%%

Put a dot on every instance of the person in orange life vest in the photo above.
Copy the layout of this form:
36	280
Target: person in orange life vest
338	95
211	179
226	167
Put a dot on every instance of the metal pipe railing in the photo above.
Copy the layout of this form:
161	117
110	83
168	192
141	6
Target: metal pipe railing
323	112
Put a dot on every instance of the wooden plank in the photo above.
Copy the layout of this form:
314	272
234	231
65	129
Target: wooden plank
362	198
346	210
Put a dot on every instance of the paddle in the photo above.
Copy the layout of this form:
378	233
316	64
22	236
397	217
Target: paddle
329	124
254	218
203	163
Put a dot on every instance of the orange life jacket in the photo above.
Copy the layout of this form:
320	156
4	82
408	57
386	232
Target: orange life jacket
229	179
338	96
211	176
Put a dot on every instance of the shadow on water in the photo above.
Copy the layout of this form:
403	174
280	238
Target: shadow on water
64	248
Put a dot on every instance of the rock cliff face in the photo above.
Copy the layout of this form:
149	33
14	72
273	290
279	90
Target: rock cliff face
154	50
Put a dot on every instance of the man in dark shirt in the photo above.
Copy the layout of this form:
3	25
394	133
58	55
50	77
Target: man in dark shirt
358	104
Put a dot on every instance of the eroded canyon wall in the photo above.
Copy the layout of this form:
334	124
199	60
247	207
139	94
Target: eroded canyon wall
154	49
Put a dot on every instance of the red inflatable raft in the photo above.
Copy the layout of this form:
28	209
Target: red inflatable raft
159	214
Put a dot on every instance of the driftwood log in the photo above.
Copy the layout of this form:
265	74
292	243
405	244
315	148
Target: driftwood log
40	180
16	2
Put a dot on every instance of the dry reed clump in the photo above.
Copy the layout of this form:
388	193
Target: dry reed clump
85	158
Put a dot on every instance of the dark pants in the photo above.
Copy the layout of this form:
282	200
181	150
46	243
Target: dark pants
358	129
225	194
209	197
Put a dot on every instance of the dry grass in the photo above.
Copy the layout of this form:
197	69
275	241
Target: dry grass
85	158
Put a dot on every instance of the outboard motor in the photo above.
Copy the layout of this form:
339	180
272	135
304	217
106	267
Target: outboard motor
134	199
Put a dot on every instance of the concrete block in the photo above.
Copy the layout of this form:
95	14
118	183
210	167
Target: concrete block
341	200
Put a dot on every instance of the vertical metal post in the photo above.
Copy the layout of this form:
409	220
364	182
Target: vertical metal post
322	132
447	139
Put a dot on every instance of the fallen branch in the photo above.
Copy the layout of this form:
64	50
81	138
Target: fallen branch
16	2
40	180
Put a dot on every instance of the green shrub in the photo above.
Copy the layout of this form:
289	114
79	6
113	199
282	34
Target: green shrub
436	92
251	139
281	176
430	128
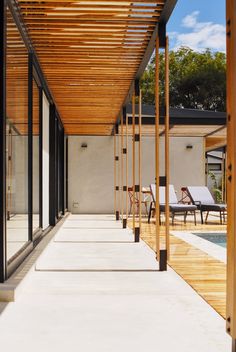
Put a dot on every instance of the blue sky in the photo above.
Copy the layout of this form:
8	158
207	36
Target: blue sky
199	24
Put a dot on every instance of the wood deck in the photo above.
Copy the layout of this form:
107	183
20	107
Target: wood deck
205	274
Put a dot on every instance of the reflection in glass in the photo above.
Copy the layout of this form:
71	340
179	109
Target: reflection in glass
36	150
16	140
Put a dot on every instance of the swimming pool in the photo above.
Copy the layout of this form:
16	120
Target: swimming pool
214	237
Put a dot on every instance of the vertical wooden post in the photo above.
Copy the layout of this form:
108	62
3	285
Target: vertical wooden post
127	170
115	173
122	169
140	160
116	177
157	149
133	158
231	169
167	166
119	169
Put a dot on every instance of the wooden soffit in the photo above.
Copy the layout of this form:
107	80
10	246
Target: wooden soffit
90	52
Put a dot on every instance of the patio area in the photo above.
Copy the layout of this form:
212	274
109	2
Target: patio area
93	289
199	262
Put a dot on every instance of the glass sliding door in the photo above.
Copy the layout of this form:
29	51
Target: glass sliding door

%%

Leave the pictures out and reproduce each record exactly as written.

**Final result**
Put a dot on every instance of the person in orange life vest in the photo above.
Copy the layout of this form:
36	280
Target: person in orange life vest
338	95
211	179
226	167
Put a dot on every instance of the metal pipe railing in the photo above.
Copy the layout of this form:
161	117
110	83
168	192
141	6
Target: metal pipe railing
323	112
Put a dot on every instance of the wooden plank in the photo above.
Copy the layout of this form:
314	272
234	231
65	129
Target: wooden plank
362	198
346	210
Put a dot on every instance of the paddle in the photo above.
Copy the layout of this form:
378	233
316	64
22	236
397	217
Target: paddle
329	124
254	218
203	163
Put a dot on every instance of the orange life jacket in the photo above.
Copy the layout of this form:
320	156
4	82
408	57
386	232
Target: orange life jacket
229	179
338	96
211	176
Put a dot on every instance of the shadow on water in the photo above.
Copy the layout of this form:
403	174
280	238
Target: shadow on water
64	248
Put a dot on every instance of the rock cliff face in the photo above.
Copy the layout of this form:
149	33
14	72
273	290
279	90
Target: rock cliff face
154	50
Put a dot on every instance of the man in dark shirt in the photo above.
Copy the layout of this form:
3	25
394	133
58	55
50	77
Target: man in dark shirt
358	104
Put a dot on every instance of the eroded canyon wall in the photo above.
Copy the layout of this form:
334	124
199	60
247	207
139	94
Target: eroded canyon wall
154	49
Put a dot on every instance of the red inflatable raft in the photo above.
Copy the layout of this form:
28	209
Target: red inflatable raft
159	214
Put a dot on every instance of the driftwood log in the photo above.
Copy the layout of this form:
265	74
292	243
405	244
315	148
Target: driftwood log
40	180
16	2
Put a dot on every instance of the dry reed clump in the photo above.
Copy the layout of this form:
388	193
Target: dry reed clump
85	158
Put a dot on every instance of the dark pants in the photo above.
Copy the layout of this form:
282	200
181	150
46	243
Target: dark pants
358	129
225	194
209	197
Put a dot on every instance of the dry grass in the photo above.
Copy the layout of this form:
197	69
275	241
Target: dry grass
85	158
Put a dot on every instance of the outboard motor in the photo above.
Copy the layout of this form:
339	180
272	135
304	217
106	267
Target: outboard motor
134	199
Put a dot on every instance of the concrete block in the photo above.
Copy the layout of this form:
95	14
118	183
210	167
Target: concrete block
341	200
Put a dot on every instance of the vertical metal post in the photo above.
Copy the layout of this form:
409	220
364	182
Target: vertical metal post
322	132
447	139
Put a dot on every instance of the fallen branch in the photo above.
Copy the layout of this form:
64	50
81	138
Target: fallen branch
16	2
40	180
Put a dot on every instance of the green shrub in the photo above.
Copy the layout of this form:
289	114
79	6
113	199
282	34
Target: green shrub
436	92
251	139
281	176
430	128
Put a dot on every instance of the blue sky in the photo above.
Copy the layout of this form:
8	158
207	36
Target: blue sky
199	24
Put a dot on every instance of the wood deck in the photo above.
Copy the layout of this form:
107	183
20	107
Target: wood deck
205	274
Put a dot on every instance of the reflection in glass in the photo above.
Copy the layout of this form:
71	340
179	109
Target: reflection in glass
36	150
16	140
Put a dot on every instance of the swimming pool in the photo above.
Copy the layout of this form:
16	120
Target: swimming pool
214	237
Put a dot on every instance of the vertical wooden post in the photo above.
Copy the layout of this form:
108	62
3	285
Target: vertical wooden post
127	170
115	173
122	169
140	160
116	177
157	149
133	158
231	169
167	166
119	169
Put a dot on every instance of the wooden soffit in the photo above.
Copy the layout of this form:
107	80
10	246
Target: wooden soffit
90	52
Put a dot on every instance of the patio area in the photo above.
Copy the layout of this form:
212	274
109	2
Target: patio area
93	289
199	262
Put a dot on every instance of the glass sliding door in the photo above.
Copy the layout of this form:
29	51
Target: glass sliding door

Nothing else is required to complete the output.